[[ Source text, beginning ]]

There are 2 intentional exceptions and policy choices around structural changes:

Exception 1: Reorder

  • Reordering is detected globally from the full set of CellMapping entries, not from a single row's base/current/incoming values in isolation.
  • Reorder can still be surfaced as a conflict even when content itself is not conflicting; MergeNB prefers to make notebook structure visible and user-controlled rather than silently auto-merging cell movement.
  • Why this differs from the ordinary three-way rule: if reorder followed the same "only one side changed, so auto-merge it" logic, many notebooks would resolve automatically in ways that are technically valid but surprising to the user. For notebooks, cell order often carries real meaning.
  • Where to see this behavior: check test-fixtures/edge-cases/reordered-cells/* and open the fixture through the normal resolver flow.

Exception 2: Add/Delete

  • MergeNB currently shows one-sided adds and delete-vs-keep situations as structural conflict rows instead of always auto-merging them away.
  • Git has no guidance on this, and this project biases toward preserving user control. A structurally "safe" merge can still be the wrong UX if it hides that a cell was inserted, removed, or moved.

5. Auto-resolution

applyAutoResolutions runs before the UI ever opens. Based on user settings, it removes conflicts that are uninteresting:

  • Execution counts (autoResolveExecutionCount): set to null. These change on every notebook run and almost never carry meaning.

[[ Source text, end ]]
[[ Dataset, beginning ]]

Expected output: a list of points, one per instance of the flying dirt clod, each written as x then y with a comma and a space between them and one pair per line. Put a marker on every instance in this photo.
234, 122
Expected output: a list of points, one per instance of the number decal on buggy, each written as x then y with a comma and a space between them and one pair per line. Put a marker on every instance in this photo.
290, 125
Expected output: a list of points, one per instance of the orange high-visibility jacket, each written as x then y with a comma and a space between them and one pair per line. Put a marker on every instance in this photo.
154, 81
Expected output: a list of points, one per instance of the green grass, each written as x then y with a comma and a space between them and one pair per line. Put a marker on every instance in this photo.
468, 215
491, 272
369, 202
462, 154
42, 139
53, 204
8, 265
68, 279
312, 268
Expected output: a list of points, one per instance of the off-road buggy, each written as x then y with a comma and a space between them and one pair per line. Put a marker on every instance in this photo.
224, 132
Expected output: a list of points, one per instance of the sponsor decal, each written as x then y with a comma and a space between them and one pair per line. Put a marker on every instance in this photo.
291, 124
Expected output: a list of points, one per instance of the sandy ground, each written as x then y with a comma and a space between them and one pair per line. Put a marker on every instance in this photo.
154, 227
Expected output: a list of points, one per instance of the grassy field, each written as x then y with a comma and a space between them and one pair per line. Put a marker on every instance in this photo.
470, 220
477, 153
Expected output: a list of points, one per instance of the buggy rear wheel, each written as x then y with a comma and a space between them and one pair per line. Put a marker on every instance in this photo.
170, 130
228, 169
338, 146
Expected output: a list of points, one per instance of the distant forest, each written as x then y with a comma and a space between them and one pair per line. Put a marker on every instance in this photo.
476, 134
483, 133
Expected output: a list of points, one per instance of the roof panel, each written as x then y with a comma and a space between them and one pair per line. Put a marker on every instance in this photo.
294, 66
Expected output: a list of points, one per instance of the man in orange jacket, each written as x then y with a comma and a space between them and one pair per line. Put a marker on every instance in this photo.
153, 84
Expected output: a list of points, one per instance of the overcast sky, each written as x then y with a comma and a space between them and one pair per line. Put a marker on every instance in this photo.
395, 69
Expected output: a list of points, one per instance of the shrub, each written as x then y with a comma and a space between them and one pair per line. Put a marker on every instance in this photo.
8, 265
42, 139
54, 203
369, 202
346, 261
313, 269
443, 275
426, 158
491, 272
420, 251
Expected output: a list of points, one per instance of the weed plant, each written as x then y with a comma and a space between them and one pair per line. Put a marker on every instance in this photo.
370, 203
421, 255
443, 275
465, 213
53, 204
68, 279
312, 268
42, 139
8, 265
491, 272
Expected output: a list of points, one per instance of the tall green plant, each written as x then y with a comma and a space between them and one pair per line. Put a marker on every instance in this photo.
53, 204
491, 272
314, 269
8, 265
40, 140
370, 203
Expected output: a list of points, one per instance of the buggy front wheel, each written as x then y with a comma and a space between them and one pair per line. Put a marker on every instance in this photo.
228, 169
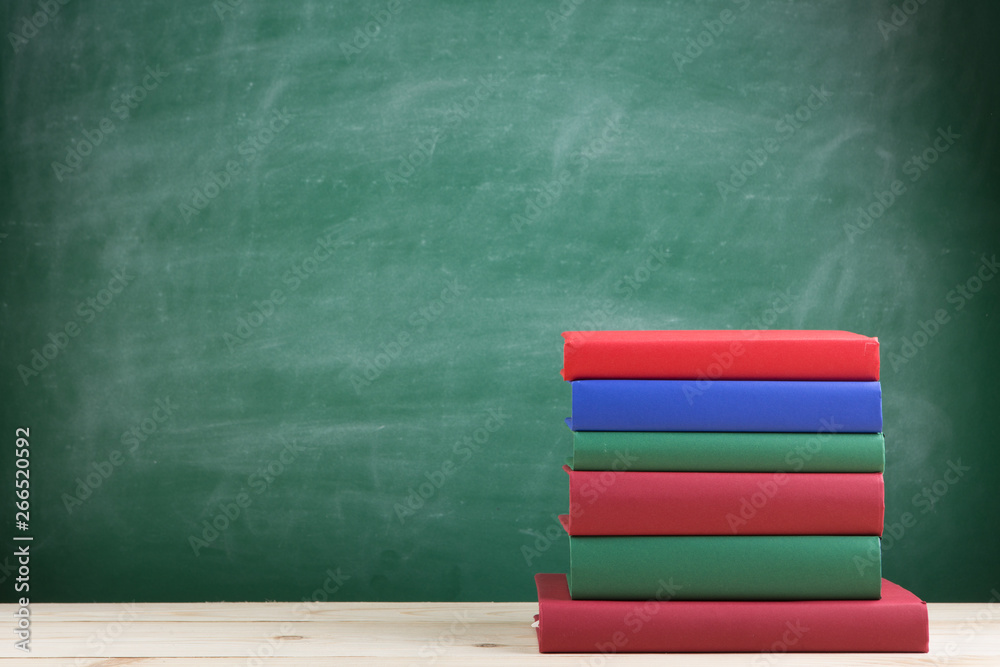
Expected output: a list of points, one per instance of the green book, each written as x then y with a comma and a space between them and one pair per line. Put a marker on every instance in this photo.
770, 567
728, 452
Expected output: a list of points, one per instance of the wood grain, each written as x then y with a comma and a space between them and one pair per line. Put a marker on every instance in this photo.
281, 634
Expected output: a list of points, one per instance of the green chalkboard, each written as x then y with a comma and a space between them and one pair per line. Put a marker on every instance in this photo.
283, 283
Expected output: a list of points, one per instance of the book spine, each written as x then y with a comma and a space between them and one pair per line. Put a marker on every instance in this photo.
813, 567
657, 626
719, 355
729, 452
724, 503
756, 406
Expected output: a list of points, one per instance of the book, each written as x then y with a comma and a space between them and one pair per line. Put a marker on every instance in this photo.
611, 502
726, 567
720, 355
728, 452
727, 405
897, 622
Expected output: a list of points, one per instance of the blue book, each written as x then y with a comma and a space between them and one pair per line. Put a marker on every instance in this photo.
727, 405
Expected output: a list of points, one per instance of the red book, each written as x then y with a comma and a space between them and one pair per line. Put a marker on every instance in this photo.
724, 503
720, 355
896, 623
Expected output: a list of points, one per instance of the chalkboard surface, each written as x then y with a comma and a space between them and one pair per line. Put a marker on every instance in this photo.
283, 283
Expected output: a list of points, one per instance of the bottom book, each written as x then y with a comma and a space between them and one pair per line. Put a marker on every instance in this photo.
895, 623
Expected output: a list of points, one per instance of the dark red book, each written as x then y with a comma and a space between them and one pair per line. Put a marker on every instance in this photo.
720, 355
724, 503
895, 623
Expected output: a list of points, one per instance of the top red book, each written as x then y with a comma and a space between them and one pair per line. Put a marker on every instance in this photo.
720, 355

[[ Dataset, end ]]

## [Problems to solve]
[1] According to the MergeNB notes, what kinds of cell change can a structurally "safe" merge hide? List each one.
[2] In one to three sentences, give the reason the MergeNB notes offer for not applying the ordinary "only one side changed, so auto-merge it" rule to cell reordering.
[3] Write the next part of the MergeNB notes, starting after the bullet on execution counts.

## [Outputs for the tasks]
[1]
A cell was inserted.
A cell was removed.
A cell was moved.

[2] If reordering followed that rule, many notebooks would resolve automatically in ways that are technically valid but surprising to the user. In notebooks, cell order often carries real meaning.

[3]
  • Outputs (stripOutputs): cleared entirely when the underlying source is identical. Outputs are execution artifacts, not authored content.

  • Kernel/language metadata (autoResolveKernelVersion): keep current. Version bumps in kernelspec or language_info are environment noise.

  • Whitespace (autoResolveWhitespace): if two sources differ only in trailing whitespace, keep current.

If auto-resolution eliminates every conflict, the notebook is written to disk and staged immediately and the UI never opens.

  • This is especially convenient for most of the git merge conflict status codes where there's no "real" conflicts.

6. UI presentation

The remaining conflicts, along with the full cell mappings, three notebook versions, and auto-resolve results, are packed into a UnifiedConflict and handed to WebConflictPanel. The panel opens the browser to a session URL containing a one-time auth token. Once the WebSocket handshake completes, the server sends the payload as a conflict-data message.

On the client side, buildMergeRowsFromSemantic transforms the conflict data into a list, MergeRow[], the model that drives the virtualised list. Each MergeRow element (row) is either identical (no conflict, rendered as context) or conflict (rendered with branch-selection buttons).

  • exceptions to the conflict parsing are listed above in step 4.

7. Resolution and writeback

When the user clicks Apply, the client collects the end Zustand store state into ResolvedRow[] and sends a resolve message over WebSocket. Each ResolvedRow carries the user's branch choice, the (possibly hand-edited) resolved source text, and the original cell indices for reliable lookup.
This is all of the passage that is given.